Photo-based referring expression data
● ● ● ● ● ● ●

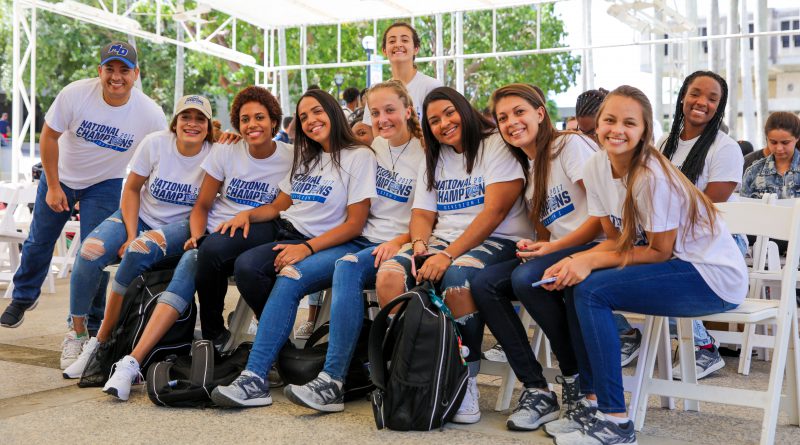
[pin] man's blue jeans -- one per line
(673, 288)
(98, 202)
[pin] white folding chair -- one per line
(777, 222)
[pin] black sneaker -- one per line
(322, 394)
(15, 313)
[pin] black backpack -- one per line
(299, 366)
(137, 307)
(427, 378)
(187, 381)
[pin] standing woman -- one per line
(668, 254)
(399, 153)
(557, 205)
(330, 187)
(467, 212)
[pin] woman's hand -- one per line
(434, 268)
(385, 251)
(290, 254)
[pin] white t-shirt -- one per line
(565, 205)
(247, 182)
(97, 140)
(418, 88)
(320, 196)
(662, 208)
(173, 180)
(396, 179)
(458, 196)
(724, 161)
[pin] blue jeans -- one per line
(352, 274)
(256, 278)
(148, 249)
(98, 250)
(98, 201)
(673, 288)
(459, 276)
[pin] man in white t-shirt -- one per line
(89, 136)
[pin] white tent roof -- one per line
(284, 13)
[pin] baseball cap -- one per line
(196, 102)
(121, 51)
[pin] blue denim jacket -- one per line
(762, 177)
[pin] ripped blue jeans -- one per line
(493, 250)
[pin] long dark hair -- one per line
(693, 165)
(306, 150)
(474, 129)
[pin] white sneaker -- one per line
(71, 348)
(75, 370)
(123, 374)
(469, 411)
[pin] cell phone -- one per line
(544, 281)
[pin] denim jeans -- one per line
(276, 296)
(352, 274)
(98, 250)
(459, 276)
(493, 290)
(98, 201)
(673, 288)
(215, 261)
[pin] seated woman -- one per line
(159, 194)
(668, 253)
(779, 172)
(467, 212)
(557, 205)
(329, 188)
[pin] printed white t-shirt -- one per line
(663, 208)
(724, 161)
(396, 178)
(565, 205)
(458, 197)
(247, 182)
(173, 180)
(97, 140)
(418, 88)
(320, 196)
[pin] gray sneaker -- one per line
(536, 407)
(707, 361)
(247, 390)
(599, 430)
(629, 346)
(322, 394)
(571, 420)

● ● ● ● ● ● ●

_AIM OF THE TASK_. Nothing from before the line containing "[pin] denim jeans -- one per line" should appear; copy that line and each one after it through the last line of the entries, exactly.

_FINAL ANSWER_.
[pin] denim jeans -- one per line
(276, 296)
(352, 274)
(98, 250)
(459, 276)
(493, 290)
(98, 201)
(673, 288)
(215, 261)
[pin] seated woman -- one per line
(159, 194)
(668, 253)
(779, 172)
(467, 212)
(557, 205)
(329, 188)
[pin] printed white t-shirt -- one per line
(663, 208)
(724, 161)
(396, 178)
(565, 205)
(458, 197)
(247, 182)
(173, 180)
(97, 140)
(418, 88)
(320, 196)
[pin] gray sneaker -- one per line
(536, 407)
(707, 361)
(247, 390)
(599, 430)
(629, 346)
(322, 394)
(571, 420)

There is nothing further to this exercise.